Repeat each line of the material exactly.

» Material for the task
[start]

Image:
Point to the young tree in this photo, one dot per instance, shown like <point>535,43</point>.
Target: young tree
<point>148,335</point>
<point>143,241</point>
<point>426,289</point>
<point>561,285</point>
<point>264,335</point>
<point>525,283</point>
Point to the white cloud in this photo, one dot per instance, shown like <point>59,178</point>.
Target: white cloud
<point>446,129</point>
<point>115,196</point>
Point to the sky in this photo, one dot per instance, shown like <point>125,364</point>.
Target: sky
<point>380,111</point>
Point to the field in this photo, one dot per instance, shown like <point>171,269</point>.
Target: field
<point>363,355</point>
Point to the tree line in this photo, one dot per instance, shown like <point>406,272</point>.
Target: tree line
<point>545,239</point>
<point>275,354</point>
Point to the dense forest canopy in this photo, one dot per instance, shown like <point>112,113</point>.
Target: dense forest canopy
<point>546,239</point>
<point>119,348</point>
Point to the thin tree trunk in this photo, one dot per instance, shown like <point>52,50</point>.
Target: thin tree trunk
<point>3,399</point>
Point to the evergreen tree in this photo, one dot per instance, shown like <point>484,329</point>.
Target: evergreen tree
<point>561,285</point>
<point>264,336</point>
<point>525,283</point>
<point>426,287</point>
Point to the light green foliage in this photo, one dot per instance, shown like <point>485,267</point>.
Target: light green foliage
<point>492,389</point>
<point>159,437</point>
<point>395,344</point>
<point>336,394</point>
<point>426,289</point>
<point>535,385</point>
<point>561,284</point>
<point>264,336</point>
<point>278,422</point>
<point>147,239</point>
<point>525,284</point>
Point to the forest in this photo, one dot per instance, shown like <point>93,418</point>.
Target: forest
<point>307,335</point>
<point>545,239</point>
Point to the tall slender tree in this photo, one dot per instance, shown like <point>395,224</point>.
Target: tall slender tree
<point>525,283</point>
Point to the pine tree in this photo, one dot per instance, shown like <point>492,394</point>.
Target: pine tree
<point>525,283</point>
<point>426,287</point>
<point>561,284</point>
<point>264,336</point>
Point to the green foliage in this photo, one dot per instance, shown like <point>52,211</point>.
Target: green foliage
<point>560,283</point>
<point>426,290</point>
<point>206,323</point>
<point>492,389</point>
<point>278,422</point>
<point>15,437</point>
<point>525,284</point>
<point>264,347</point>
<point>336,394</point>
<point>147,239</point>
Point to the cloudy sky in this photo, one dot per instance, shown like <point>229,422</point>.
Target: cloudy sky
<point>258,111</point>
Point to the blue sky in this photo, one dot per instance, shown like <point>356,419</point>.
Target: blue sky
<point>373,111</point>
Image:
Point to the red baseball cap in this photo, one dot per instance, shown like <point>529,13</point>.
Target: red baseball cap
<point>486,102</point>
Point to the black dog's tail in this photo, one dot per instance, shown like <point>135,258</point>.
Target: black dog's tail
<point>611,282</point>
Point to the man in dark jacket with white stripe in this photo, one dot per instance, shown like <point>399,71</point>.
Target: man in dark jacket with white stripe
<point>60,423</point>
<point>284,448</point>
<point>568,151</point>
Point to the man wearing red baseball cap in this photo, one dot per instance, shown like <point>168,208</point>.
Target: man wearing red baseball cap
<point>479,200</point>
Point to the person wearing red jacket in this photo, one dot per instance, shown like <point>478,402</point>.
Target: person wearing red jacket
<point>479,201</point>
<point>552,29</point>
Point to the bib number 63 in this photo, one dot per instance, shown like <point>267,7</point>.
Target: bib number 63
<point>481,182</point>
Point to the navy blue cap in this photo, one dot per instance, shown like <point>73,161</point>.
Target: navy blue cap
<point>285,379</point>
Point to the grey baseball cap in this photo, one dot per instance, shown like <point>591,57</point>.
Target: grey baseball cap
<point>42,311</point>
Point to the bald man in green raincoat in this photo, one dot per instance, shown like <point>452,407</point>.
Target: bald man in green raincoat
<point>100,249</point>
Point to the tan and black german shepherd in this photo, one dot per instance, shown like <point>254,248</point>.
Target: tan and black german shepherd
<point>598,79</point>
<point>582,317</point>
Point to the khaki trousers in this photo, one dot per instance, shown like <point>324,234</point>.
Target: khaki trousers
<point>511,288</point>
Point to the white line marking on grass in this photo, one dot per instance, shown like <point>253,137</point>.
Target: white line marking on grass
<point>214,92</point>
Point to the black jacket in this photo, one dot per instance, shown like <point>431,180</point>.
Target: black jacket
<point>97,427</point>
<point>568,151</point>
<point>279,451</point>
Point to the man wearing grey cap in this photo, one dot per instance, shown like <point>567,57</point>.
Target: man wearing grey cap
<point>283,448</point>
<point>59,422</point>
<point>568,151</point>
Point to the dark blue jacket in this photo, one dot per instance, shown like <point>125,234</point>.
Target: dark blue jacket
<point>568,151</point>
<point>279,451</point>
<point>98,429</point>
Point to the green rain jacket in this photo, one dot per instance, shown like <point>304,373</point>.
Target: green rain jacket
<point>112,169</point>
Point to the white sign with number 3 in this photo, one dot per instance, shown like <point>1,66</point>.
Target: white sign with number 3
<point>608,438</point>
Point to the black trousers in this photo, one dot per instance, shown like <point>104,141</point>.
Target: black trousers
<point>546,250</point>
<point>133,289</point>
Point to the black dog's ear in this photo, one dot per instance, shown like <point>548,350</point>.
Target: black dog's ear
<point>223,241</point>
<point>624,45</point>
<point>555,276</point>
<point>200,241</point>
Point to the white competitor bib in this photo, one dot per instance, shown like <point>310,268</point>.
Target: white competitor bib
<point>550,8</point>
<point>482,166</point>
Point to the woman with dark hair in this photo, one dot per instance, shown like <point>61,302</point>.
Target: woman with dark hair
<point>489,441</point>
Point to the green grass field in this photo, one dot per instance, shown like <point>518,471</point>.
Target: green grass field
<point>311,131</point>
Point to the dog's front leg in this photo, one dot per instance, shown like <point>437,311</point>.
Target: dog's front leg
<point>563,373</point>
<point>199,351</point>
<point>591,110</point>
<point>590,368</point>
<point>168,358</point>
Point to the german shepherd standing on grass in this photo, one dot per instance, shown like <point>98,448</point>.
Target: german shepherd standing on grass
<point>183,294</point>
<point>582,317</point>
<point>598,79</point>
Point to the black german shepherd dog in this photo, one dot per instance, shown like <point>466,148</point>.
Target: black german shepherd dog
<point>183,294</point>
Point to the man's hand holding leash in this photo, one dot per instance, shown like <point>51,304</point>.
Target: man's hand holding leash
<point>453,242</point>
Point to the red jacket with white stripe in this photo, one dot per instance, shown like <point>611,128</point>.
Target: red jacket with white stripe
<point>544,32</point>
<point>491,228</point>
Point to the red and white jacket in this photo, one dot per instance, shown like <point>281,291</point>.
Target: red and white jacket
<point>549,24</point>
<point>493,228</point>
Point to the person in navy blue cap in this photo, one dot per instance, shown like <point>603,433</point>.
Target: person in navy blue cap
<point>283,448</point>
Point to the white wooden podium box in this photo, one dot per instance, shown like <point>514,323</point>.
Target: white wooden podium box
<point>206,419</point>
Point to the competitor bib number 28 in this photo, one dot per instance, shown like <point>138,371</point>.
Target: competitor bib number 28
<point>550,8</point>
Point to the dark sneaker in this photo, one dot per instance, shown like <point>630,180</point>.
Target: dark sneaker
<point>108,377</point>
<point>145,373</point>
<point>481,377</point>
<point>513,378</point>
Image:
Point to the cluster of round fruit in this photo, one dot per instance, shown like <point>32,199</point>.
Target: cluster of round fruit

[end]

» Written answer
Image:
Point to the young tree in this photo, one dot per instance, shown like <point>535,43</point>.
Target: young tree
<point>148,335</point>
<point>143,241</point>
<point>426,289</point>
<point>561,285</point>
<point>264,335</point>
<point>525,283</point>
Point to the white cloud in this photo, one dot per instance, shown like <point>59,178</point>.
Target: white cloud
<point>446,129</point>
<point>115,196</point>
Point to the sky in this photo, one dot per instance, shown like <point>125,364</point>.
Target: sky
<point>380,111</point>
Point to the field in this photo, one dot per instance, shown like <point>171,269</point>.
Target: field
<point>363,355</point>
Point to the tree line in this photo, one dot per instance, shown like <point>406,272</point>.
Target: tree line
<point>545,239</point>
<point>275,354</point>
Point to the dense forest canopy in this photo, one dot per instance, shown like <point>112,113</point>.
Target: dense forest canopy
<point>546,239</point>
<point>119,348</point>
Point to the thin tree trunk in this photo, one dot per instance, shown like <point>52,50</point>.
Target: thin tree trunk
<point>3,399</point>
Point to the evergreen tree in this photo, one dot per instance, shown like <point>484,329</point>.
Target: evergreen tree
<point>561,285</point>
<point>264,336</point>
<point>525,283</point>
<point>426,287</point>
Point to the light green foliage in this photo, one dot per instance, shown like <point>485,267</point>.
Target: light green foliage
<point>492,389</point>
<point>159,437</point>
<point>395,344</point>
<point>336,394</point>
<point>426,289</point>
<point>535,385</point>
<point>561,284</point>
<point>264,336</point>
<point>278,422</point>
<point>147,239</point>
<point>525,284</point>
Point to the forest in this photo, one dot per instance, shown like <point>93,418</point>.
Target: forest
<point>307,335</point>
<point>545,239</point>
Point to the tall slender tree in this photo, one dot per instance, shown like <point>395,224</point>.
Target: tall slender tree
<point>525,283</point>
Point to the pine tree in this photo, one dot per instance, shown like <point>492,394</point>.
Target: pine tree
<point>525,283</point>
<point>426,287</point>
<point>561,284</point>
<point>264,336</point>
Point to the green foliage in this photo, one dot per instance, shown like <point>52,211</point>.
Target: green foliage
<point>560,283</point>
<point>426,290</point>
<point>206,323</point>
<point>492,389</point>
<point>278,422</point>
<point>15,437</point>
<point>525,284</point>
<point>264,347</point>
<point>336,394</point>
<point>147,239</point>
Point to the cloudy sky in this photo, one dot per instance, shown like <point>229,422</point>.
Target: cloudy sky
<point>258,111</point>
Point to the blue sky in this photo, one dot per instance, shown like <point>356,419</point>.
Target: blue sky
<point>373,111</point>
Image:
Point to the red baseball cap in this photo, one dot per instance, shown like <point>529,13</point>.
Target: red baseball cap
<point>486,102</point>
Point to the black dog's tail in this photo, one dot per instance, shown like <point>135,258</point>.
Target: black dog's tail
<point>611,282</point>
Point to the man in dark jacket with white stripe in this photo, one dot per instance, shown like <point>399,71</point>.
Target: man in dark jacket with white stripe
<point>60,423</point>
<point>284,448</point>
<point>568,151</point>
Point to the man wearing red baseball cap in this photo, one dot per instance, shown like <point>168,208</point>.
Target: man wearing red baseball cap
<point>479,200</point>
Point to the person wearing red jacket in this photo, one dot per instance, shown like <point>478,402</point>.
Target: person wearing red jacket
<point>479,201</point>
<point>552,29</point>
Point to the bib number 63 in this photo, one dot per instance, shown like <point>267,7</point>.
Target: bib number 63
<point>481,182</point>
Point to the navy blue cap in this photo, one dot per instance, shown like <point>73,161</point>.
Target: navy blue cap
<point>285,379</point>
Point to the grey baseball cap in this photo, one dot per instance, shown like <point>591,57</point>.
Target: grey baseball cap
<point>42,311</point>
Point to the bald man in green raincoat in this photo, one dot per instance, shown like <point>452,407</point>.
Target: bald man in green raincoat
<point>100,249</point>
Point to the tan and black german shepherd in this photo, one dot per instance, shown like <point>254,248</point>.
Target: tan and black german shepherd
<point>598,79</point>
<point>582,317</point>
Point to the khaki trousers in this photo, one dot per instance, shown like <point>324,234</point>.
Target: khaki trousers
<point>511,288</point>
Point to the white line marking on grass in this photo, one dot per instance, shown like <point>253,137</point>.
Target: white line marking on grass
<point>214,92</point>
Point to the black jacket in this photo, one dot per instance, shown like <point>431,180</point>.
Target: black jacket
<point>97,427</point>
<point>568,151</point>
<point>279,451</point>
Point to the man wearing grey cap in this photo, one dot per instance, shown like <point>567,57</point>.
Target: man wearing grey cap
<point>283,448</point>
<point>59,422</point>
<point>568,151</point>
Point to the dark blue jacket in this photo, one dot per instance, shown like <point>125,234</point>.
Target: dark blue jacket
<point>568,151</point>
<point>279,451</point>
<point>98,429</point>
Point to the green rain jacket in this photo, one dot per instance, shown like <point>304,373</point>.
Target: green rain jacket
<point>112,169</point>
Point to the white sign with number 3 in this photo, one dot per instance, shown like <point>1,66</point>.
Target: white sign with number 3
<point>608,438</point>
Point to the black trousers in this photo, one dot per instance, shown like <point>104,141</point>.
Target: black trousers
<point>546,250</point>
<point>133,289</point>
Point to the black dog's ear in this photo, one dot per instance, shown like <point>548,350</point>.
Target: black dog's ear
<point>223,241</point>
<point>624,45</point>
<point>555,276</point>
<point>200,241</point>
Point to the white competitor bib in this photo, one dot per instance, shown like <point>310,268</point>.
Target: white competitor bib
<point>550,8</point>
<point>482,166</point>
Point to the woman with dark hair in this photo, one dot per instance, shown like <point>61,302</point>.
Target: woman with dark hair
<point>489,441</point>
Point to the green grass field in this photo, one dot per instance, shown like <point>518,471</point>.
Target: green grass field
<point>311,131</point>
Point to the dog's front leg in this photo, one dot per instance, shown like <point>437,311</point>.
Target: dog's front leg
<point>563,373</point>
<point>199,351</point>
<point>591,110</point>
<point>590,368</point>
<point>168,358</point>
Point to the german shepherd standing on grass in this photo, one dot per instance, shown like <point>98,448</point>.
Target: german shepherd standing on grass
<point>183,294</point>
<point>582,317</point>
<point>598,79</point>
Point to the black german shepherd dog in this photo, one dot per instance, shown like <point>466,148</point>.
Target: black german shepherd dog
<point>183,294</point>
Point to the man's hand holding leash in this photo, one dot per instance, shown like <point>51,304</point>.
Target: man's hand holding leash
<point>453,242</point>
Point to the red jacket with white stripe in this photo, one dot per instance, shown like <point>611,128</point>.
Target: red jacket with white stripe
<point>544,32</point>
<point>491,228</point>
Point to the red and white jacket in this photo, one dot per instance, shown like <point>281,291</point>.
Target: red and white jacket
<point>549,24</point>
<point>493,228</point>
Point to the person in navy blue cap in this photo, one dot per instance, shown like <point>603,433</point>.
Target: person in navy blue cap
<point>283,448</point>
Point to the white wooden podium box in this photo, one dot per instance, shown like <point>514,323</point>.
Target: white wooden podium box
<point>206,419</point>
Point to the competitor bib number 28 in this photo, one dot per instance, shown like <point>138,371</point>.
Target: competitor bib number 28
<point>550,8</point>
Point to the dark sneaker in this photo, one dot per instance, shown like <point>630,180</point>.
Target: dark sneaker
<point>108,377</point>
<point>145,373</point>
<point>481,377</point>
<point>513,378</point>
Image:
Point to the cluster of round fruit in this photo, one dot per instance, shown like <point>32,199</point>.
Target: cluster of round fruit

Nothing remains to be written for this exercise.